- _EXERCISE_: Rewrite the passage of the linear guideway straightening text starting at "With the rapid" and ending at "of straightening stroke.", changing "military industry" to "aerospace industry".

- _TEXT SECTION_:

Symmetry 2018, 10(8), 316; https://doi.org/10.3390/sym10080316
Submission received: 5 July 2018 / Revised: 18 July 2018 / Accepted: 20 July 2018 / Published: 1 August 2018

## Abstract

:
The cross-sectional shape of a linear guideway has been processed before the straightening process. The cross-section features influence not only the position of the neutral axis, but also the applied and residual stresses along the longitudinal direction, especially in a multi-step straightening process. This paper aims to present an analytical model based on elasto-plastic theory and three-point reverse bending theory to predict straightening stroke and longitudinal stress distribution during the multi-step straightening process of linear guideways. The deviation of the neutral axis is first analyzed considering the asymmetrical features of the cross-section. Owing to the cyclic loading during the multi-step straightening process, the longitudinal stress curves are then calculated using the linear superposition of stresses. Based on the cross-section features and the superposition of stresses, the bending moment is corrected to improve the predictive accuracy of the multi-step straightening process. Finite element analysis, as well as straightening experiments, have been performed to verify the applicability of the analytical model. The proposed approach can be implemented in the multi-step straightening process of linear guideways with similar cross-sectional shape to improve the straightening accuracy.

## 1. Introduction

With the rapid development of the automation industry, linear transmission parts will increasingly focus on the growing demands for straightness accuracy. The cold-straightening process for rolling bars has a wide range of applications including linear transmission automation, steel structure industry, and military industry. It mainly consists of rough and precise straightening processes according to various stages in the whole machining process. The straightening efficiency is largely dependent upon the predictive accuracy of straightening stroke.

- _DATA EXCERPT_:

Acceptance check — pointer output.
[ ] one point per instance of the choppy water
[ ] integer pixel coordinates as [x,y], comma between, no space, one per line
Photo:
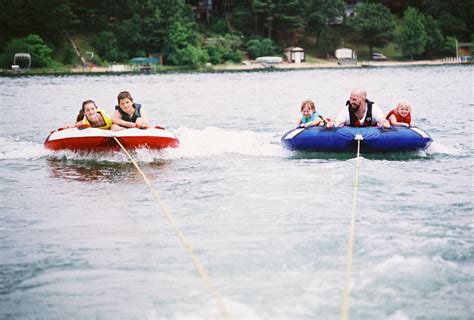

- _RESULT OF THIS TASK_:
With the rapid development of the automation industry, linear transmission parts will increasingly focus on the growing demands for straightness accuracy. The cold-straightening process for rolling bars has a wide range of applications including linear transmission automation, steel structure industry, and aerospace industry. It mainly consists of rough and precise straightening processes according to various stages in the whole machining process. The straightening efficiency is largely dependent upon the predictive accuracy of straightening stroke.